→ **EXERCISE**: Complete, exact copies of all entries are needed.

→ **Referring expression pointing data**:

═══

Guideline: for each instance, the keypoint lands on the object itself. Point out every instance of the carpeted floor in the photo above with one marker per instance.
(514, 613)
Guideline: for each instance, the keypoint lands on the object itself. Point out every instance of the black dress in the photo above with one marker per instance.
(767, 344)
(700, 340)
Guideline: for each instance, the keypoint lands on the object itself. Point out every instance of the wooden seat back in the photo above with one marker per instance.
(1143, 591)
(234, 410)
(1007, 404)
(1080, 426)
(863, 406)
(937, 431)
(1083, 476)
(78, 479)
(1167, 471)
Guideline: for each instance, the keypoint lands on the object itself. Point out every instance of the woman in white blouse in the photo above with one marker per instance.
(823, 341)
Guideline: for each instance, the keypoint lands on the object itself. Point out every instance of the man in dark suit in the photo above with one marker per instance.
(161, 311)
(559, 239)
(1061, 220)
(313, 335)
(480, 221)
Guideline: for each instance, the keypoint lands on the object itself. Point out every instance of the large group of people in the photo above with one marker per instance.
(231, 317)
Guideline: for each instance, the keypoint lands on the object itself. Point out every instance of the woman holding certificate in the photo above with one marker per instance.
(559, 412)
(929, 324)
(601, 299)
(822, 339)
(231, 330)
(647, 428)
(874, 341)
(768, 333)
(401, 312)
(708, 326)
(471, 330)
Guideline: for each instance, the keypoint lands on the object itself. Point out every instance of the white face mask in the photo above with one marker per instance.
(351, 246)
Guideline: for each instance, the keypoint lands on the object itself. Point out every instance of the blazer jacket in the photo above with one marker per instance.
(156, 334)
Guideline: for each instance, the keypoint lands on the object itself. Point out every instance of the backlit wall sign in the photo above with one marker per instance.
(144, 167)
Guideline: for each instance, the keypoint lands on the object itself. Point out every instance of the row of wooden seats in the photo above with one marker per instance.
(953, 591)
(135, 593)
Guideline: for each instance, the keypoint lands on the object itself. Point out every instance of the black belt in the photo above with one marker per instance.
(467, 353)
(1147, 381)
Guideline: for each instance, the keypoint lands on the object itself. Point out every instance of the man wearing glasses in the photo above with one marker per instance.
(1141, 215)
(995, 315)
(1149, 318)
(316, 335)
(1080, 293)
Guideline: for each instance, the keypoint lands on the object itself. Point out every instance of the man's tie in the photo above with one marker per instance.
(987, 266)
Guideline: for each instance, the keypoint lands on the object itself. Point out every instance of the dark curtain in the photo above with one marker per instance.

═══

→ **TASK RESULT**:
Guideline: for each instance, the keypoint lands on the object itself. Point out every instance of the carpeted floor in the photo above with one marker per instance.
(514, 613)
Guideline: for each instance, the keypoint lands on the object itself. Point out every instance of the black dress in the photo above with one marker per instance.
(767, 344)
(700, 340)
Guideline: for each instance, the keypoint lands on the object itself. Point out every instance of the wooden seat back in the photo above with one marker per instance.
(1143, 591)
(234, 410)
(1007, 404)
(1080, 426)
(863, 406)
(937, 431)
(1083, 476)
(78, 479)
(1167, 471)
Guideline: for each instance, the keypoint lands on the object itself. Point out every instance of the woman in white blouse in the photo above with one marker per instance.
(823, 341)
Guideline: for each instance, the keypoint lands on the object itself. Point out every instance of the man in dark suit in the photo above with one marker per instance.
(161, 311)
(559, 239)
(1061, 220)
(313, 335)
(480, 221)
Guideline: for each instance, the keypoint lands on the object itself. Point out every instance of the large group of people in the photo above with one marker per instance.
(231, 317)
Guideline: for each instance, the keypoint lands on the object itself. Point out every instance of the woman holding certificate in the photo above with one marker per instance.
(559, 412)
(929, 324)
(601, 299)
(822, 339)
(231, 330)
(647, 428)
(874, 341)
(768, 333)
(401, 312)
(708, 326)
(471, 330)
Guideline: for each instance, the keypoint lands on the object itself. Point out every instance of the white face mask in the photo above with one marker per instance.
(351, 246)
Guideline: for each instance, the keypoint lands on the object itself. Point out every instance of the blazer jacket in the photo above with one marker per instance.
(156, 334)
Guideline: for each instance, the keypoint lands on the object itself. Point out every instance of the backlit wall sign in the photo above with one marker per instance.
(144, 167)
Guideline: for each instance, the keypoint lands on the object itself. Point out every instance of the row of wooden seats in the photo above with one marker per instance.
(953, 591)
(135, 593)
Guideline: for each instance, the keypoint lands on the object itself. Point out every instance of the black belt in the photo above with one marker per instance.
(467, 353)
(1147, 381)
Guideline: for each instance, the keypoint lands on the object itself. Point out every instance of the man wearing glasses in the photo above with one marker per instance.
(1141, 215)
(995, 315)
(1149, 318)
(316, 335)
(1080, 293)
Guideline: for each instance, the keypoint lands on the object itself. Point out every instance of the man's tie in the photo above with one marker per instance.
(987, 266)
Guideline: for each instance, the keypoint lands on the object itself. Point out every instance of the dark curtain in the photo above with one marker per instance.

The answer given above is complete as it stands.